• **SELECTED EXCERPT**
Advertising
Advertising

10 Tools for the Non-Handy Person’s Toolbox

10 Tools for the Non-Handy Person’s Toolbox

10 Tools for the Non-Handy Person's Toolbox

    I’m not handy. I wish I were, sometimes – I’d love to craft a bookcase, patio bench, or computer hutch with my hands, or even fix a busted electrical outlet. But I can’t – somewhere along the line I missed out on developing that talent, and at this point in my life learning to be more handy is simply too far down on my list of priorities to be very likely.

    Still, work must get done. It’s neither practical nor even possible to call in a specialist every time I need something done – not to mention the cost! Most of the time, I can figure things out given enough time and the room to make a few mistakes – whether it’s a toilet that runs all the time or a set of shelves that need mounting on the wall.

    Having a broad set of tools helps. If you’re not particularly handy and rely more on trial-and-error than on know-how to get things done, having a bunch of different tools can be helpful simply in suggesting things that might work. And of course, that one tool that you might never guess you’d need might well save the day!

    Advertising

    Below are some of the tools I have in my tool chest. They’re the “extra” tools – that is, not the basics that everyone should have. If you don’t have any tools, you’re going to want a decent hammer, at least two screwdrivers (one each, Phillips head and flat head), an adjustable crescent wrench, a handsaw, and a couple pairs of pliers (needle-nose and adjustable). Once you have those, look into adding these to your collection. They’re listed roughly in order of usefulness – but of course, that’s subjective.

    1. Power drill

    Mine’s a Black and Decker 18-Volt rechargeable drill, and it rocks. It’s easily the most useful and more often used tool I own. It cost less than $50 and runs for quite a while on a single charge.  It came with a handful of accessories – a few bits and some screwdriver heads – but I also picked up a huge set of accessories for around $20: a range of drill bits but also concrete bits, torx and hex screwdriver heads, socket wrenches, and so on. I’ve used it to install shelves, build a work surface into a walk-in closet, hang curtains, and replace a smashed rear view mirror, among other tasks. Once you have a power drill, you’ll start looking for tasks to do with it – there’s nothing more satisfying!

• **WORK TO COMPLETE**
Retype the passage of the toolbox article from "Below are some" to "course, that’s subjective." without changing a word.

• **SOURCE DATA**
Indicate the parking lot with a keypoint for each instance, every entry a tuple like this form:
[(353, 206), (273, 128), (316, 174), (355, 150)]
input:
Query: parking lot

• **FINISHED EXERCISE**
Below are some of the tools I have in my tool chest. They’re the “extra” tools – that is, not the basics that everyone should have. If you don’t have any tools, you’re going to want a decent hammer, at least two screwdrivers (one each, Phillips head and flat head), an adjustable crescent wrench, a handsaw, and a couple pairs of pliers (needle-nose and adjustable). Once you have those, look into adding these to your collection. They’re listed roughly in order of usefulness – but of course, that’s subjective.